─── Text block ───
Siebert so far this year has about one-fifth of the total issuance it had over the same period in 2010. It has participated in deals worth $693 million through May 9, compared with $3.1 billion over the same period in 2010, according to Thomson Reuters data.

Siebert  Brandford ranked 10th in total issuance for all of 2010 with $9.1 billion by par amount. Today it ranks 18th.

“We’ve been busy marketing and working on some deals that have come to market, and responding to requests for proposals and getting ready for the second half of the year,” Brown said.

The financial crisis of 2008-9 continues to affect the public finance market and its players. It capsized Bear, Stearns & Co. and Lehman Brothers Holding Inc., and forced Merrill Lynch & Co. into a union with Bank of America Corp. Smaller firms benefited as top-tier talent suddenly became available and the appeal of working at the big banks was diminished.

The crisis knocked balance sheets out of whack at the largest banks and forced them to scale back on staffing, as well as salary and benefits. Bankers subsequently were laid off or left in large numbers. Smaller firms then got the opportunity to reel in top talent to augment or launch municipal desks at reasonable rates.

Not Bad for Business

Today, the lighter calendar hasn’t necessarily been bad for business at firms with new underwriting desks. For one, they likely have a lower cost structure. And they’re not losing market share, as they’re now trying to crack the market. They have an opportunity to pick their spots to establish their beachhead.

U.S. Bank has a history of serving issuers in the public finance industry in a trust capacity, and as a provider of liquidity and standby bond purchase agreements. Now, about a year after hiring longtime muni pro Richard Kolman as its head of public finance, it has been busy building an underwriting desk.

Kolman, who worked at Goldman, Sachs & Co. from 1978 to 2007, is focusing on constructing a strong short-term bond desk. He brought aboard Thomas Gallo, who spent most of his career at JPMorgan, to lead it.

U.S. Bank is also building out its remarketing book, where it earns fees for pricing variable-rate debt and finding new investors when it’s tendered. And the firm will concentrate on the Midwest and western regions, as well as on higher education and health care — two areas where U.S. Bank already has a footprint in public finance.

“We’ll be in a position to work well with the relationships that the bank has in these areas,” Kolman said.

The new six-person muni finance team at CastleOak Securities LP, a minority-owned New York-based boutique investment bank, plans to compete for senior management business by leveraging its distribution model, according to chief executive officer David R. Jones.

“With six guys focused on specific markets who have relationships, we don’t need to hit a grand slam to make this work,” he said. “We’re focused on getting our fair share of the market, even if it’s down 50%.”
───
→ What this exercise asks:
• a. In the text on municipal bond underwriting, what rank did Siebert Brandford hold in total issuance for all of 2010?
• b. Pick up the text on municipal bond underwriting after its final sentence and continue it.
The data below comes from a separate source.
─── Record list ───
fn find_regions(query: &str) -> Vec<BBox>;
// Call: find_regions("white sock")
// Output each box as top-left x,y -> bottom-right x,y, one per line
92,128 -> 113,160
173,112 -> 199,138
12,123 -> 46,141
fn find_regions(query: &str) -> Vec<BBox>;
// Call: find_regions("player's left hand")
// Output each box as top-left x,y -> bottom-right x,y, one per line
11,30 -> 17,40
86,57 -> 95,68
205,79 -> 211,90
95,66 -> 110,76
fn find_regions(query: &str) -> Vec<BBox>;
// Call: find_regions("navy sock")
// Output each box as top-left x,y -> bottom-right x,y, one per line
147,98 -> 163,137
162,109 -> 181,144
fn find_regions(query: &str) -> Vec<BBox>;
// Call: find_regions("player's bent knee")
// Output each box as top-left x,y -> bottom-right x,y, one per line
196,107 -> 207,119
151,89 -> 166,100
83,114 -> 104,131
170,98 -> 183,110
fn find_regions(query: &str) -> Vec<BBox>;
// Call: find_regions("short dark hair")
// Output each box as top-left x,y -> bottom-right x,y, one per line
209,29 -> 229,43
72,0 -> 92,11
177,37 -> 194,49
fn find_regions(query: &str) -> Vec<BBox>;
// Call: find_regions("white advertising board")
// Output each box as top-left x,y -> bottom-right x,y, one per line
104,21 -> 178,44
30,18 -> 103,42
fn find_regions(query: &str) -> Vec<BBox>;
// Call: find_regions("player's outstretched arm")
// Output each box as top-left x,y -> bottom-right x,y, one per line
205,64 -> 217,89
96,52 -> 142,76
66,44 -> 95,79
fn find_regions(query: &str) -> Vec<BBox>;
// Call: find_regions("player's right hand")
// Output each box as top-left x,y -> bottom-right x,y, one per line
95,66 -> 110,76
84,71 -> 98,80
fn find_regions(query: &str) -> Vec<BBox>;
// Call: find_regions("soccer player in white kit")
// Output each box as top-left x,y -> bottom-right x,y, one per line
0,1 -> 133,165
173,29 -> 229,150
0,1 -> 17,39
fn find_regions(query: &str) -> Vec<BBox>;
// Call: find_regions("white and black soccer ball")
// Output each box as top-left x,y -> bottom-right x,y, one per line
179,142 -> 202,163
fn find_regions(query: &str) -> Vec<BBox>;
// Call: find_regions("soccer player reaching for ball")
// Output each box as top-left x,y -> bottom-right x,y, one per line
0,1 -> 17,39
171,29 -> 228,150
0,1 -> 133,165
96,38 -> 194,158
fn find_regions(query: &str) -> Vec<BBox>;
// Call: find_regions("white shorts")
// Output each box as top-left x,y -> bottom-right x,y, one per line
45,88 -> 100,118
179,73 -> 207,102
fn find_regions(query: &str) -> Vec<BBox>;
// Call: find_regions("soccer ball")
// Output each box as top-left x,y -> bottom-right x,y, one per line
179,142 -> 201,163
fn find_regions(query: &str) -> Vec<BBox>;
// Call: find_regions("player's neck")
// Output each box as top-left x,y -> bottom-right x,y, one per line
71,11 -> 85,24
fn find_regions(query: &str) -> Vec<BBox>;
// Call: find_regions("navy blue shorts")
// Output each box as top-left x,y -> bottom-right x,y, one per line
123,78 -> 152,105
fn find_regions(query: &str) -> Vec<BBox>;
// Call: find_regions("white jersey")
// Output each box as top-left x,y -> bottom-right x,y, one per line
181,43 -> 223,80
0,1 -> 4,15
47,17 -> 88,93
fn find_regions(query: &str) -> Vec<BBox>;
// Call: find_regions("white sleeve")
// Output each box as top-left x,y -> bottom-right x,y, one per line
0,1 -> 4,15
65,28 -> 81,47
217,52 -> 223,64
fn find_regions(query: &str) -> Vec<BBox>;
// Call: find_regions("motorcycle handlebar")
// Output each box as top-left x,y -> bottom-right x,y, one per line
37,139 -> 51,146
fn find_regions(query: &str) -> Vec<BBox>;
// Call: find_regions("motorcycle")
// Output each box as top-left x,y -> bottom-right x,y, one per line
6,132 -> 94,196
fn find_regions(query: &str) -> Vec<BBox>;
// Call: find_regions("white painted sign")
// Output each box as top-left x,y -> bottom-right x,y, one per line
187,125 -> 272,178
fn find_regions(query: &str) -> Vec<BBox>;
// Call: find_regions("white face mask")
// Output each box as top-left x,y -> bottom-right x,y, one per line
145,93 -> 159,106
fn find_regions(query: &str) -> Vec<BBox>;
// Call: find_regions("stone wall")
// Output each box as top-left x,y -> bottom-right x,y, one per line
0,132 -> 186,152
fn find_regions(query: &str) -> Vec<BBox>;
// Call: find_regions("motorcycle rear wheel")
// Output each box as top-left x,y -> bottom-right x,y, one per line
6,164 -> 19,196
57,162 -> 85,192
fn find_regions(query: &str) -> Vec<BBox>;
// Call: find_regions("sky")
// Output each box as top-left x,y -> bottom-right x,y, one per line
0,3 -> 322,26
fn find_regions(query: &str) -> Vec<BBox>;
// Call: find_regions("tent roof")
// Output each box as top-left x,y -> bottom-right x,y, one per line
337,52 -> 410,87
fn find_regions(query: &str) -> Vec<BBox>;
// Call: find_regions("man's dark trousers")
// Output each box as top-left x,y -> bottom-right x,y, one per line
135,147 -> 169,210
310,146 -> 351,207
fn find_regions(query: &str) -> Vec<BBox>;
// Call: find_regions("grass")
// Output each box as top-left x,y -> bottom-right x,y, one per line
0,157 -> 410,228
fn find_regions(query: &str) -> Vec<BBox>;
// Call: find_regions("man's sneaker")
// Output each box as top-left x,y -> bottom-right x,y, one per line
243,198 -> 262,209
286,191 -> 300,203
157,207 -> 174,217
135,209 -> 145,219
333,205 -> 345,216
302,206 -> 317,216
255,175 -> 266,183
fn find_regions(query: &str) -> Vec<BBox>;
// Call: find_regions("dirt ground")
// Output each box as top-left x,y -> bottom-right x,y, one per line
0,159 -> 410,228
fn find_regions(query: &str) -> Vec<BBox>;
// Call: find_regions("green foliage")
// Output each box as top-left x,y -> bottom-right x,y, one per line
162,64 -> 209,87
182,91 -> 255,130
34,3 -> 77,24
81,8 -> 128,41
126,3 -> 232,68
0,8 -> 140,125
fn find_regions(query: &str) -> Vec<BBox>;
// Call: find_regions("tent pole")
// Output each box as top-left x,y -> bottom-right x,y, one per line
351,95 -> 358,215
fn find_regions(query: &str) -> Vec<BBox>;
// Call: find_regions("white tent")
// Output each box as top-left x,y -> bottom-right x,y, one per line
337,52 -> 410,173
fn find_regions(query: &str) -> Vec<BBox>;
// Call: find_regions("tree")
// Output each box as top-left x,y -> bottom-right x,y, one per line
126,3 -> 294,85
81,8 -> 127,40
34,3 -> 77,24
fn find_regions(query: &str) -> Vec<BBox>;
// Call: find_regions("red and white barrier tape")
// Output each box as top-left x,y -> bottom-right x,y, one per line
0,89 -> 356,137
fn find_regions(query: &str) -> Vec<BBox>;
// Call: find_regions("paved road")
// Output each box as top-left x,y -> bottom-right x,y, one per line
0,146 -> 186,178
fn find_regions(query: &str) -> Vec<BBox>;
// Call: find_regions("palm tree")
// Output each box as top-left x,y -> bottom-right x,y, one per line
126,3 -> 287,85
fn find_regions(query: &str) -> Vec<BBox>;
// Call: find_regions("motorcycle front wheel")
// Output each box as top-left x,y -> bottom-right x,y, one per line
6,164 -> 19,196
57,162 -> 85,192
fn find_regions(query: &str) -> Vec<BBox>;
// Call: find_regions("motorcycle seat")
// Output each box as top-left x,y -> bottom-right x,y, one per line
───
─── Record list ───
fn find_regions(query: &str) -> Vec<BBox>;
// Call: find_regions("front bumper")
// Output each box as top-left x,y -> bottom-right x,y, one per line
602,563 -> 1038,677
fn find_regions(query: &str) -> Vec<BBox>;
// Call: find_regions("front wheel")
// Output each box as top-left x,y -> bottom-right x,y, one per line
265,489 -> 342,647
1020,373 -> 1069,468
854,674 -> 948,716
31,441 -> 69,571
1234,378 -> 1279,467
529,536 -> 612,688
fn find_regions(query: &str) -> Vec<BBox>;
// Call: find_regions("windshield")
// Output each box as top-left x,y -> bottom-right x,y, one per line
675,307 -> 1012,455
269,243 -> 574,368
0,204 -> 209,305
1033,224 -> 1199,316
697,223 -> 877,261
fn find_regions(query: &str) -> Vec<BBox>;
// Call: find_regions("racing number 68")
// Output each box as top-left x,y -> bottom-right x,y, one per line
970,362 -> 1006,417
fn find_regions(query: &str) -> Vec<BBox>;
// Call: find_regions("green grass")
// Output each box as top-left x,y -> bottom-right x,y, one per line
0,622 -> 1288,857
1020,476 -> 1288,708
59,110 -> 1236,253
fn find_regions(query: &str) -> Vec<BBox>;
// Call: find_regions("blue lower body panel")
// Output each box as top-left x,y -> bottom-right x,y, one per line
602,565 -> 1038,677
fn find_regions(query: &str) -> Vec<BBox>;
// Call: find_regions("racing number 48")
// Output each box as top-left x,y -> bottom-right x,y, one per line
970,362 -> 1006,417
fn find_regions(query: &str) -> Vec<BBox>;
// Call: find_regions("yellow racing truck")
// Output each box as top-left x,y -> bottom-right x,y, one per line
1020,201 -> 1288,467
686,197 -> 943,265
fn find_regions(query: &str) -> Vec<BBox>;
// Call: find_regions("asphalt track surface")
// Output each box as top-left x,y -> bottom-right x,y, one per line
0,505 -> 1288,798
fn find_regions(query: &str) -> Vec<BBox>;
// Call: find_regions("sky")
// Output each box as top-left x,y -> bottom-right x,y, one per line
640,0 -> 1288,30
───
→ Answers to the exercises:
• a. It ranked 10th, with $9.1 billion by par amount.

• b.
At Wells Fargo, a firm ranked seventh in underwriting by par amount year-to-date through May 9, overall volume for the year is down just 9% compared with the same period in 2010, according to data from Thomson Reuters. While Wells saw just under $4 billion in issuance through May 10 in 2010, it has seen more than $3.6 billion over the same period this year.

The firm’s municipal debt business is up an estimated 15% for the year-over-year period, according to Phil Smith, Wells Fargo’s head of government and institutional banking. As with JPMorgan, diversity has helped the firm manage through the tough issuance environment.

“Our negotiated [business] is down year-over year,” Smith said, “but competitive underwriting is up year-over-year, direct purchase is up dramatically, variable-rate remarketing is up, secondary trading is up substantially.”

Secondary market trading is up because small investors have been purchasing individual bonds, trying to take advantage of buying opportunities created by the cloud of uncertainty hanging over the muni market. In addition, retail investors have for several months been pulling billions of dollars out of muni bond mutual funds. The selling has bolstered trading in the secondary market.

Less volume on the negotiated side has given Wells more time to bid on the competitive side of the business, Smith said. The firm’s competitive profit and loss statement is up an estimated 35% year-to-date over last year’s number, he added. By comparison, the firm’s negotiated P&L is down by at least the same percentage.

Since the financial crisis, Wells Fargo investment bankers have been speaking to issuers about different options for managing debt to free up money for their immediate needs. What was their number-one concern? Ongoing problems with their variable-rate debt.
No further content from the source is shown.